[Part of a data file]
(begin)

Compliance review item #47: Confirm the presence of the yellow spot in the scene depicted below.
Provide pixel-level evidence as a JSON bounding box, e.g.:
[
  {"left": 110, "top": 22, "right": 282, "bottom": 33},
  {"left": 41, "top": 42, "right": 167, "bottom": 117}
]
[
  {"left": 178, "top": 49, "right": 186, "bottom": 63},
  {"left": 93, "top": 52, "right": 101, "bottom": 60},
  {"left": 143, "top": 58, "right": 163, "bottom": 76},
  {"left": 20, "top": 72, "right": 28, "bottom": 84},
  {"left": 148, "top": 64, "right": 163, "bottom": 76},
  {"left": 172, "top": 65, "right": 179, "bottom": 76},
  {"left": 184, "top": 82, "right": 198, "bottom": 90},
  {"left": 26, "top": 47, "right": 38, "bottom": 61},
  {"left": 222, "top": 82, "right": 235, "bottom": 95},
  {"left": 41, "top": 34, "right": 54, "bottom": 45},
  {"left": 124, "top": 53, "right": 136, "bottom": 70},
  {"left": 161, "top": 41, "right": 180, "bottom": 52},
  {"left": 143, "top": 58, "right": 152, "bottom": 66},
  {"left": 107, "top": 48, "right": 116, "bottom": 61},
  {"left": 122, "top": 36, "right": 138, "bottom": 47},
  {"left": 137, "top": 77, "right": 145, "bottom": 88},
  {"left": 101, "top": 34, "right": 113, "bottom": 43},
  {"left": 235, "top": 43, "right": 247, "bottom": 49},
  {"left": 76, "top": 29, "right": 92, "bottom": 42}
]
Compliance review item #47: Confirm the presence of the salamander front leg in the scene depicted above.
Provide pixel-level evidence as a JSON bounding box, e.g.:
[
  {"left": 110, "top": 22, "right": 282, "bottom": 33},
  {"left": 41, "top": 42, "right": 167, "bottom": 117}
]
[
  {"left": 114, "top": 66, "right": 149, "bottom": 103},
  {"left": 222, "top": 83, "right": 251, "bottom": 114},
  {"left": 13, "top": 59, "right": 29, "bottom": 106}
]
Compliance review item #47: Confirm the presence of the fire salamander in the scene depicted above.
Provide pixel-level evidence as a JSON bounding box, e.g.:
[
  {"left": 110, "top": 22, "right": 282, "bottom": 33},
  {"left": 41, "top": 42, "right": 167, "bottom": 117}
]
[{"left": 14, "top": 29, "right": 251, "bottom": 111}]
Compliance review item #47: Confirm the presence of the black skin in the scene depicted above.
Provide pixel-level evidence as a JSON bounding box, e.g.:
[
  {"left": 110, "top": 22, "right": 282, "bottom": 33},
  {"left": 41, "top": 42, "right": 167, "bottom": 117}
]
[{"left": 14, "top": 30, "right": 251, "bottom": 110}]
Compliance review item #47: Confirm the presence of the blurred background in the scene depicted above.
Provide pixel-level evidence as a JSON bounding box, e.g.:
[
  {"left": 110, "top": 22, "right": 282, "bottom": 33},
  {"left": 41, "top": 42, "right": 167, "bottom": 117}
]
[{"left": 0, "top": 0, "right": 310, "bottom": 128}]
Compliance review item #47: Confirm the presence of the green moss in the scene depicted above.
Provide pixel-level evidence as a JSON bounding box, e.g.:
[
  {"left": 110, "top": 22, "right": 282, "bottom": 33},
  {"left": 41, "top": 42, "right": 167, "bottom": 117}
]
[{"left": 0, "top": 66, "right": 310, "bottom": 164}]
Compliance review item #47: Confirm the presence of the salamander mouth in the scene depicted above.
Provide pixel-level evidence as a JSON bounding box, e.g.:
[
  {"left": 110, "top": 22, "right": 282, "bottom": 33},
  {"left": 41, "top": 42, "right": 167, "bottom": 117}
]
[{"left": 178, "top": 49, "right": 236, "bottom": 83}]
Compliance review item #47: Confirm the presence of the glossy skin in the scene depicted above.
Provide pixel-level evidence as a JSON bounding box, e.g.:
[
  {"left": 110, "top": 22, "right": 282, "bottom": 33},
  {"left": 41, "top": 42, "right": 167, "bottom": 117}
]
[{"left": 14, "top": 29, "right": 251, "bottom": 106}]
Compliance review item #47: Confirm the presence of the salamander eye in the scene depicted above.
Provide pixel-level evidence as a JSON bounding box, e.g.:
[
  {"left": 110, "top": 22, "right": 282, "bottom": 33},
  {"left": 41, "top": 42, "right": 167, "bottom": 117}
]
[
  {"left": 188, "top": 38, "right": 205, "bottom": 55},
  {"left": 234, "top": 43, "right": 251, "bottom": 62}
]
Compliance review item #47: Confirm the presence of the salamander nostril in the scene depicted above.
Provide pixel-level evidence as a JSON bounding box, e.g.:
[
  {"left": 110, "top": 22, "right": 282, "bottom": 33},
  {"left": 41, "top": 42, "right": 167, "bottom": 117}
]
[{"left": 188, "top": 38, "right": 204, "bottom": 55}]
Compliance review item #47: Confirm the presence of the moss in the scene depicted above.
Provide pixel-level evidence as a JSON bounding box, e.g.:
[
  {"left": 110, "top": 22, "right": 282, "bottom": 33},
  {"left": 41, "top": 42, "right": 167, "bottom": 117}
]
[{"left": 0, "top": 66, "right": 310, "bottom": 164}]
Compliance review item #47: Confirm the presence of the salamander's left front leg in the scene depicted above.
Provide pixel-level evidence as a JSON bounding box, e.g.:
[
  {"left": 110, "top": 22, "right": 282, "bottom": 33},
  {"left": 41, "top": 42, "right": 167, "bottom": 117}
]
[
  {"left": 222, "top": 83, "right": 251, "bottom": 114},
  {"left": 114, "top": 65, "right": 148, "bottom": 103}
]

(end)

Rewrite the data as a numbered list, one line per item and blank lines omitted. Begin at the line containing "left front leg in the scene depicted above." and stop at the end of the data.

1. Compliance review item #47: Confirm the presence of the salamander's left front leg in the scene depicted above.
2. Provide pixel-level evidence as a JSON bounding box, e.g.:
3. [
4.   {"left": 110, "top": 22, "right": 282, "bottom": 33},
5.   {"left": 41, "top": 42, "right": 167, "bottom": 117}
6. ]
7. [
8.   {"left": 222, "top": 83, "right": 251, "bottom": 114},
9.   {"left": 114, "top": 65, "right": 148, "bottom": 103}
10. ]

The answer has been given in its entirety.